• _Given passage_:
** BEGIN **

In-Depth
SNIA’s Information Lifecycle Management Paper Reads Like a Beach Novel
Like a summertime guilty-pleasure-but-pointless novel, and SNIA’s latest document on information lifecycle management makes for nice beach reading.
- By Jon William Toigo
- August 15, 2006
In 1973, Richard L. Nolan, an associate professor at Harvard’s Graduate School of Business Administration, set forth a model describing the assimilation of technology by business organizations. He enumerated five stages through which most businesses would pass on their way to IT nirvana: a gentle S-curve depicting a predictable pattern of learning and adoption that would result in what might be called today a pure business-information nexus.
Based mostly on the analysis of budgetary expenditures made by companies studied by Nolan, the first four stages were defined by the steady adoption and funding of data processing (DP) by a business until, at stage IV, integration became the order of the day and end users were placed increasingly in the driver’s seat.

** END **

• _Exercise set_:
#1 In the article on SNIA's information lifecycle management paper, what position did Richard L. Nolan hold when he set forth his model in 1973?
#2 Continue the article on SNIA's information lifecycle management paper, picking up right after its final sentence.

Dataset excerpt:
** BEGIN **

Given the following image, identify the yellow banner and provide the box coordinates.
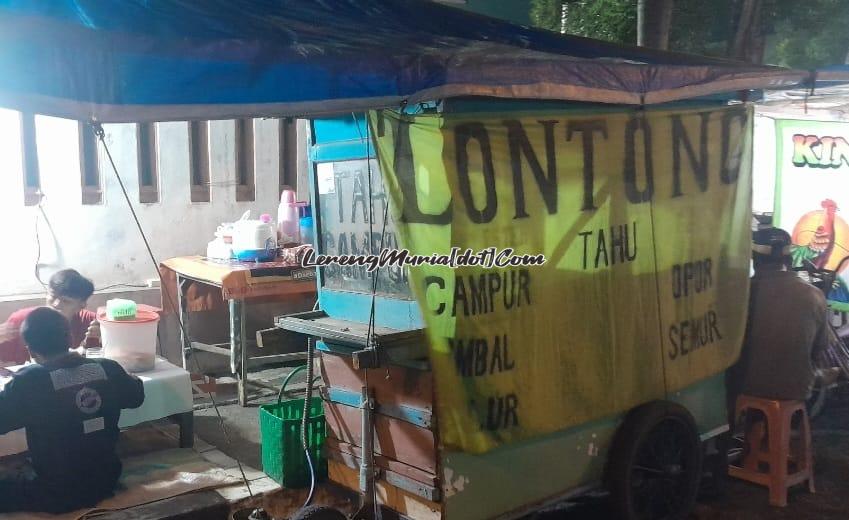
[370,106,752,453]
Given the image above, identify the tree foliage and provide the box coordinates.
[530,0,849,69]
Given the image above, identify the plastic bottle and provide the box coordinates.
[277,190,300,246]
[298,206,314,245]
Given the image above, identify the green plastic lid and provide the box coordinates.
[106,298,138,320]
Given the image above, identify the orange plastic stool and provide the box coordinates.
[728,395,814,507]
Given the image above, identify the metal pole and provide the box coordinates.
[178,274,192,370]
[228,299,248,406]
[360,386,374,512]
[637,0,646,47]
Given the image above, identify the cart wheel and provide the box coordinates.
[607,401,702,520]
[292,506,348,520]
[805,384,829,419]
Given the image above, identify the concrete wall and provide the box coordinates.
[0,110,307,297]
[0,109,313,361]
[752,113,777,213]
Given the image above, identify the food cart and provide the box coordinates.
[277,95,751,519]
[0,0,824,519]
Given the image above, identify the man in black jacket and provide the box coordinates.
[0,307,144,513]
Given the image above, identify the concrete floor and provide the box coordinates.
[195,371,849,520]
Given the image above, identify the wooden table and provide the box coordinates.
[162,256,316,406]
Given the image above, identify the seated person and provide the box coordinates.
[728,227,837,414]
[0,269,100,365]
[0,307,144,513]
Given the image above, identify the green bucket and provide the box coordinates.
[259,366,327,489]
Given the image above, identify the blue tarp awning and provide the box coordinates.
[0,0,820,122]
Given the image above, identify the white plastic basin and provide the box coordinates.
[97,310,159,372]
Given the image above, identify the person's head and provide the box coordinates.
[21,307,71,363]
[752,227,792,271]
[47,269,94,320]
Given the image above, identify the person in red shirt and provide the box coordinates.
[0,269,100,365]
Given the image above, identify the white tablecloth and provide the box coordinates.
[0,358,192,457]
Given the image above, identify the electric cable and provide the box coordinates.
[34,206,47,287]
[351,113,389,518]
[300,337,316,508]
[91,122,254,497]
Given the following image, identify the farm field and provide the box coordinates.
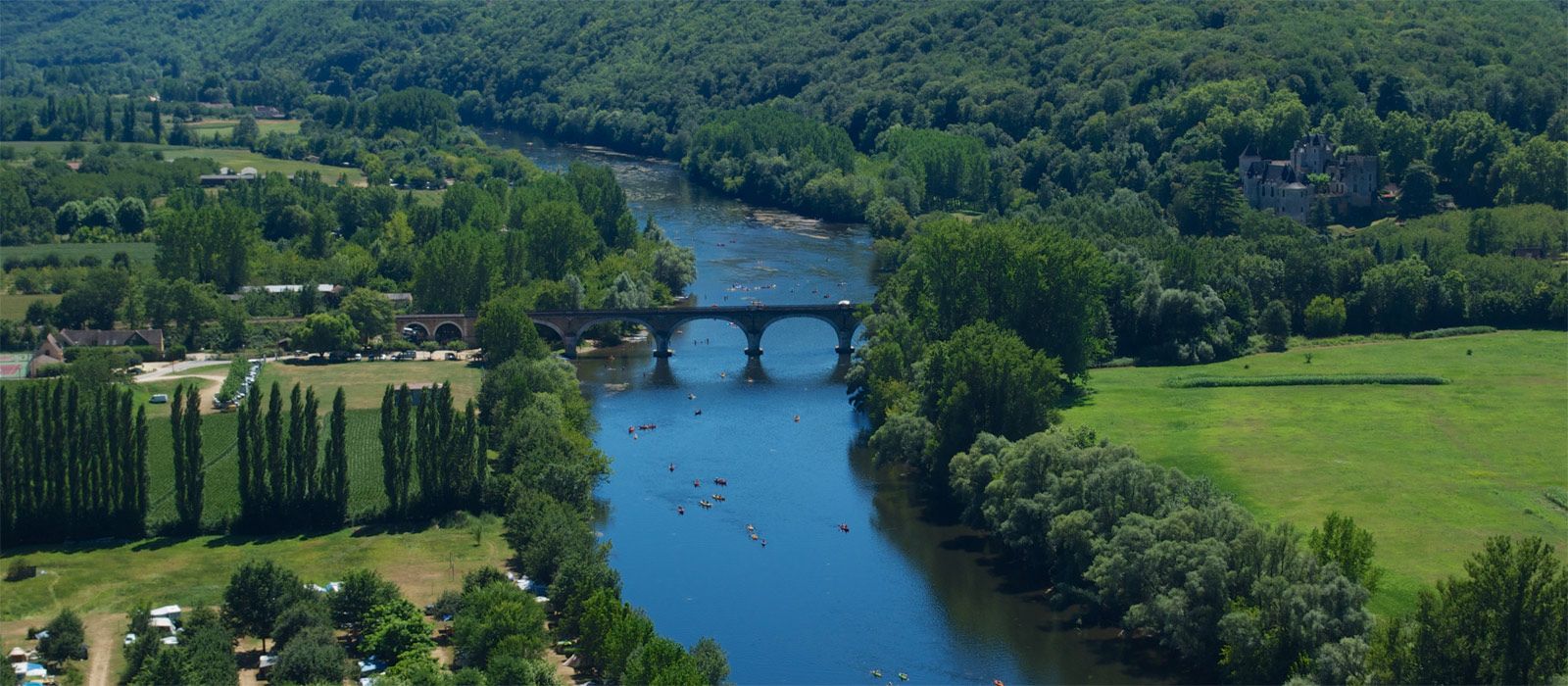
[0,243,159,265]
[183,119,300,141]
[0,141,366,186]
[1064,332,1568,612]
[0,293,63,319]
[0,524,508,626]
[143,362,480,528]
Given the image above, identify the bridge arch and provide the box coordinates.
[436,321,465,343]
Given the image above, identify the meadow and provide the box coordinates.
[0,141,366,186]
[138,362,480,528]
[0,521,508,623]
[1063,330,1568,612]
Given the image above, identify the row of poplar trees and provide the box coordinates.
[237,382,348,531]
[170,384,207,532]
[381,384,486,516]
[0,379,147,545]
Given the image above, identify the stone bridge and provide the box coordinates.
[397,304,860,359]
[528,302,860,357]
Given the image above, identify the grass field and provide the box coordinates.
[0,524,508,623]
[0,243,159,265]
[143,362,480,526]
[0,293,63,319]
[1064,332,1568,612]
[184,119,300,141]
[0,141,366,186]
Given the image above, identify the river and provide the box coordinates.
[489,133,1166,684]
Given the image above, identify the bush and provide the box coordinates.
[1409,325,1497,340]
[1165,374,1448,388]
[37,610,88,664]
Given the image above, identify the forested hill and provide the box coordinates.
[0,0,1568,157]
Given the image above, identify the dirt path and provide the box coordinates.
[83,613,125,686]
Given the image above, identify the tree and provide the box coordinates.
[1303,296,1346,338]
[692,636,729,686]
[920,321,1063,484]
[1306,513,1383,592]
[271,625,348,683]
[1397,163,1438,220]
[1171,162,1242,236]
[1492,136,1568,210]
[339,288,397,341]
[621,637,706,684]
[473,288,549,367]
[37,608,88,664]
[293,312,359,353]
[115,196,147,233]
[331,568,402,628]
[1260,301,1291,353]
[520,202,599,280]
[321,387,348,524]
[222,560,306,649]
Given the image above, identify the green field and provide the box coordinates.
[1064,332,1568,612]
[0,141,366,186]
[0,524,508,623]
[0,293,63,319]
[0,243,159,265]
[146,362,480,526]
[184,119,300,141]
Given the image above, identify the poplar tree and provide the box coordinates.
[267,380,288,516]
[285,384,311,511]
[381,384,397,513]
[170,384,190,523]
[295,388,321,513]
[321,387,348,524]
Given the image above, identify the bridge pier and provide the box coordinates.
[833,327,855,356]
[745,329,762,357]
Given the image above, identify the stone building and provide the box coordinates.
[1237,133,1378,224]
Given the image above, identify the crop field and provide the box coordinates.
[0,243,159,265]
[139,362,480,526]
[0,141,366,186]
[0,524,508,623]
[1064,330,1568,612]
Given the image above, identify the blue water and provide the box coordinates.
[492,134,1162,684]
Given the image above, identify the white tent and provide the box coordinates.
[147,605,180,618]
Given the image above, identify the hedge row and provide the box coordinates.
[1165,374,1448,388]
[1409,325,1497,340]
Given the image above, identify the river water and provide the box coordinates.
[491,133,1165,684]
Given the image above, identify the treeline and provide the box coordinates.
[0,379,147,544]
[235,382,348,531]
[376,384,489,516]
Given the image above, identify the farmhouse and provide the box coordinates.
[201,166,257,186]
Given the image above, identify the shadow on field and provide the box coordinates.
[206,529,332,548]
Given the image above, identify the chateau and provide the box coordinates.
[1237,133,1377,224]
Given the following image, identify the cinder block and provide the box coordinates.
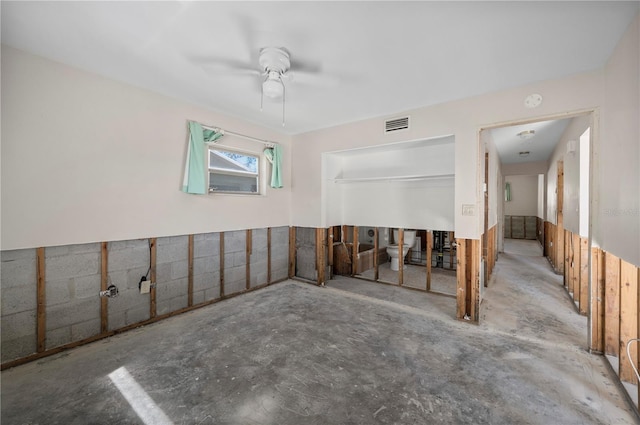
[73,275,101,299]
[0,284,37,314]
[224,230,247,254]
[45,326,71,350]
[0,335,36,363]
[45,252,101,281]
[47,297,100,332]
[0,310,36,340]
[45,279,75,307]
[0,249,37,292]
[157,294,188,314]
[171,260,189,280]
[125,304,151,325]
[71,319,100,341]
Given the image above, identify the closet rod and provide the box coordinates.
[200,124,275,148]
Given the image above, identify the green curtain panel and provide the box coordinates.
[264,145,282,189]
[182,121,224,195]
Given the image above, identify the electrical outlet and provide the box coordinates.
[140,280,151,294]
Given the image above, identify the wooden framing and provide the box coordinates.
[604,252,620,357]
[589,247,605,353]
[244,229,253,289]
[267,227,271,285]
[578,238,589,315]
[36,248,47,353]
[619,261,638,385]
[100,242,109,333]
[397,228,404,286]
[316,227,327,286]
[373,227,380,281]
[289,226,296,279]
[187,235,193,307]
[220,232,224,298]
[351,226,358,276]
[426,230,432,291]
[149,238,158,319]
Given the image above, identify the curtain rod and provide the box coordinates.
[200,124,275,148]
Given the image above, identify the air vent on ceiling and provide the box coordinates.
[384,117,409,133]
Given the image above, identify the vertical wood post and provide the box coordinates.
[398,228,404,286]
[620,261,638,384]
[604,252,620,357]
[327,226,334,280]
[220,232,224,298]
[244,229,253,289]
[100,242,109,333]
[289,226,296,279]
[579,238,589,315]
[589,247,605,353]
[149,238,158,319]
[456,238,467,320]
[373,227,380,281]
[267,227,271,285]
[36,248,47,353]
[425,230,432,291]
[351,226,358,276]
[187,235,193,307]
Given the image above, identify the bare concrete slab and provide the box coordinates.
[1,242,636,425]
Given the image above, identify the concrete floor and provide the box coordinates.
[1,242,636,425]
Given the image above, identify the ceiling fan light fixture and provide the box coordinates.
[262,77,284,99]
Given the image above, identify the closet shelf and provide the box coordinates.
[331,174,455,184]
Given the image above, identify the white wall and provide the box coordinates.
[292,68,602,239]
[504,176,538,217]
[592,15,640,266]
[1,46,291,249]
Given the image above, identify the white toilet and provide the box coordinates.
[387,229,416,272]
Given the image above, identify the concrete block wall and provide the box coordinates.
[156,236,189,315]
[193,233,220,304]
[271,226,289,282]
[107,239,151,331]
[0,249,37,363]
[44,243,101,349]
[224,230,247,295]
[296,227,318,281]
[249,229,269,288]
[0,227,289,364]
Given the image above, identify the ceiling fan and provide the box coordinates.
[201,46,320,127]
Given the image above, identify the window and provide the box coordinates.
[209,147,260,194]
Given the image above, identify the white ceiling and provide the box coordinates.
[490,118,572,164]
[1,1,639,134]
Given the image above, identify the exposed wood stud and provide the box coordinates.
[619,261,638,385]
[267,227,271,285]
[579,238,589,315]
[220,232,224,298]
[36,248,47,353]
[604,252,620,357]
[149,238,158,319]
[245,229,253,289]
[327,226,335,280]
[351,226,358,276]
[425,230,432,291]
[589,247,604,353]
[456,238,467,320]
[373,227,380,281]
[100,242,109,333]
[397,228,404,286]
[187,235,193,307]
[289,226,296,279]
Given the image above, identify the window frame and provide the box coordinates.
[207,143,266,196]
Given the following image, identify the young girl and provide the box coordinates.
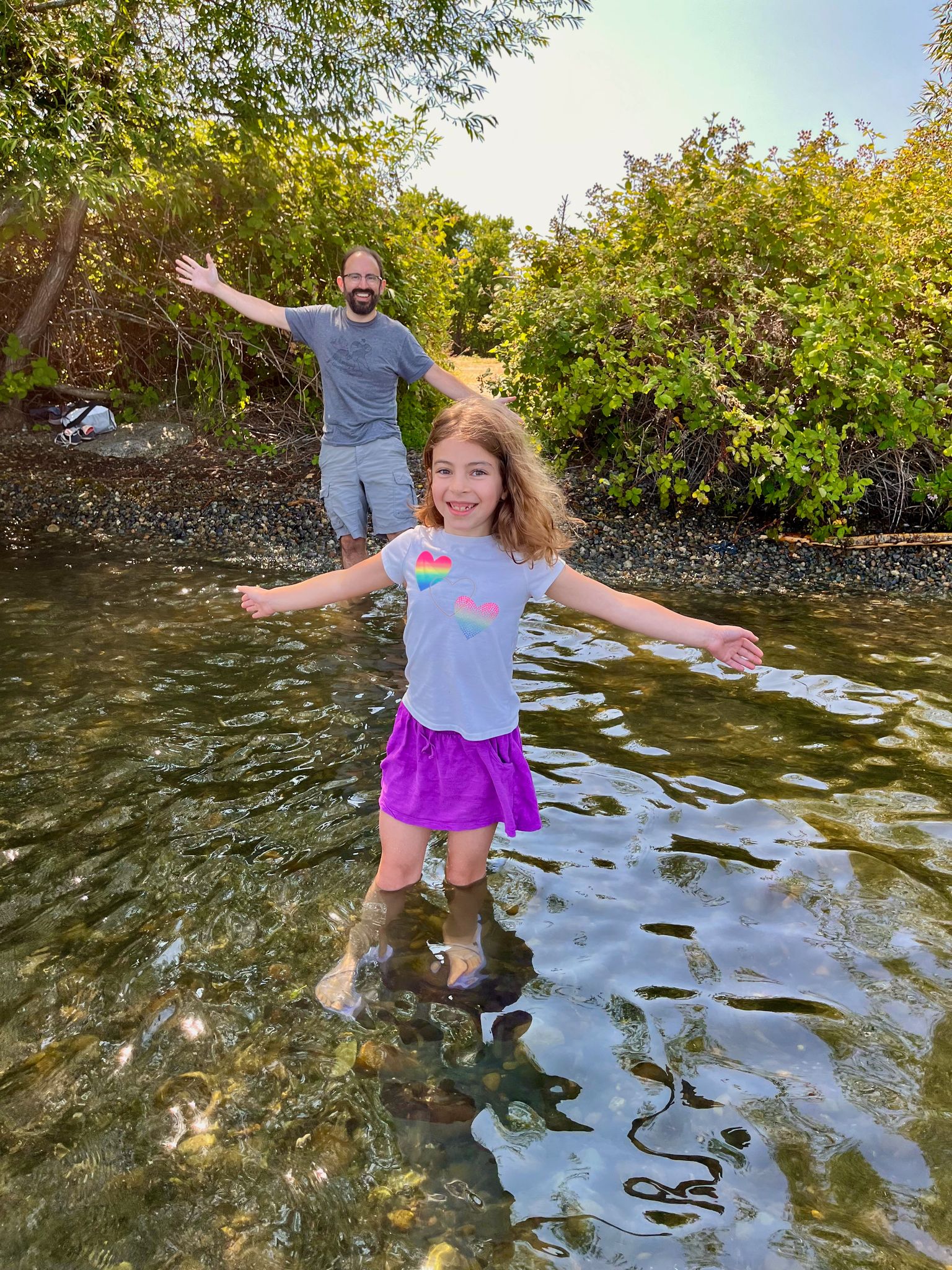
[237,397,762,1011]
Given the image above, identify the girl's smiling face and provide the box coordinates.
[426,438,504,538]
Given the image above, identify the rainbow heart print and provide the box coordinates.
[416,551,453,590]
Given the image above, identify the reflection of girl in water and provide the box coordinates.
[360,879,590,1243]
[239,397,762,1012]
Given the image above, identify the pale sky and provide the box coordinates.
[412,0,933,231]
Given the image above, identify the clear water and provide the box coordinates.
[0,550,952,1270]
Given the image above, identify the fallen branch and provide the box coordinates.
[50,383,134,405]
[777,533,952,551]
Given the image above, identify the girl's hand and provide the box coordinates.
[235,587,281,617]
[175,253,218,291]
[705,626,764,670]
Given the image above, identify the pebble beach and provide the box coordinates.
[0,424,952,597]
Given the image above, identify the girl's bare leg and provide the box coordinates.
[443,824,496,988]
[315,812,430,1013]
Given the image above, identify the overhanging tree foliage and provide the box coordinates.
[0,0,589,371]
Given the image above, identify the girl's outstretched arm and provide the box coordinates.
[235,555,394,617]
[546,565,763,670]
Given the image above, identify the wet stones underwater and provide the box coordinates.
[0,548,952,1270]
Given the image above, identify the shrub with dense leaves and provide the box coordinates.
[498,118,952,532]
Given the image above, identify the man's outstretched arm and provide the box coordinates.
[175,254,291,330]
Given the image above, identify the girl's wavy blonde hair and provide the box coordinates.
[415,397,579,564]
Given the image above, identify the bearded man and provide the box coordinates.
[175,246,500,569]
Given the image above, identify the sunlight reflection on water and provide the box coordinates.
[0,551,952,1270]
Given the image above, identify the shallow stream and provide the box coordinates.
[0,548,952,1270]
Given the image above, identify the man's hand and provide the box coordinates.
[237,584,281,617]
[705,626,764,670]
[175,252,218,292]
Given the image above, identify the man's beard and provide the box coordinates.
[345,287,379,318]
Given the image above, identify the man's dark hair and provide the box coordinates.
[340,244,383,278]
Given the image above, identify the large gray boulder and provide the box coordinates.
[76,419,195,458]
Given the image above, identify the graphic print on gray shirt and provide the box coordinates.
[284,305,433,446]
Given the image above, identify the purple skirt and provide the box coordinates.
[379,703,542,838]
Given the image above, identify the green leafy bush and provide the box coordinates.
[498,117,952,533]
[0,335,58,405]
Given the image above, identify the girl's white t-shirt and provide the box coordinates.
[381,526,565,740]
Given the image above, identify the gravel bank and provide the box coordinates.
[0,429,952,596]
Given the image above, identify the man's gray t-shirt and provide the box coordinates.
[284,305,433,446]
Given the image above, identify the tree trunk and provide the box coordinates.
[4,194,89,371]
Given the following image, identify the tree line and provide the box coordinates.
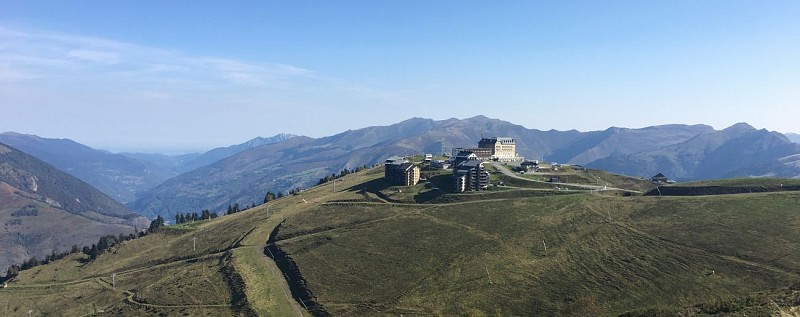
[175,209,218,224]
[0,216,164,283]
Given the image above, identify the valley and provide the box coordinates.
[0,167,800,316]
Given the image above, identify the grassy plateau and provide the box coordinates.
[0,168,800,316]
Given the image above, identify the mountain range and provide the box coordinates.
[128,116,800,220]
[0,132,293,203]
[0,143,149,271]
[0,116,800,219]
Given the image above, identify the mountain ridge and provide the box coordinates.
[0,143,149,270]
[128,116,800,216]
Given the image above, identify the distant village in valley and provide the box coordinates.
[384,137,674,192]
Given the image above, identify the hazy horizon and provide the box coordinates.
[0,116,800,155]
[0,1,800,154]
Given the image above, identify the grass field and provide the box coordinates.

** END **

• _Responses per task_:
#1 He was an associate professor at Harvard's Graduate School of Business Administration.

#2
Stage V was less precisely defined. Somehow, the organization would move from an IT-as-service-bureau model to an IT-as-data-manager model, though it was never clearly spelled out exactly how this would occur. In fact, how and when we would get to Stage V depended on whose hypothesis you believed.
One view held that the next evolution of IT would be determined by changes in technology itself, while others contended that evolution would be contingent upon the assimilation of specific technologies such as databases or word processing software or personal computers. Still others held that Stage V was entirely dependent on a combination of situational factors—ranging from management style to economic factors to a willingness to embrace technology innovation, etc.—that would vary wildly from one organization to another.
By the late 1980s, the value of the Nolan model as a predictor and guideline to strategic planners in business organizations had diminished substantially. Critics said that the model was more metaphorical than meaningful, especially given that “Nolan’s own operationalization of the model remains proprietary, [and] other researchers [are] forced to rely on their own judgment for many important measurement and interpretation issues.”
Bottom line: Nolan had not defined his terms or assumptions clearly (limiting the ability of others to collect empirical data to prove or disprove his S-curve) and he held the model itself as proprietary (limiting its accessibility for peer review).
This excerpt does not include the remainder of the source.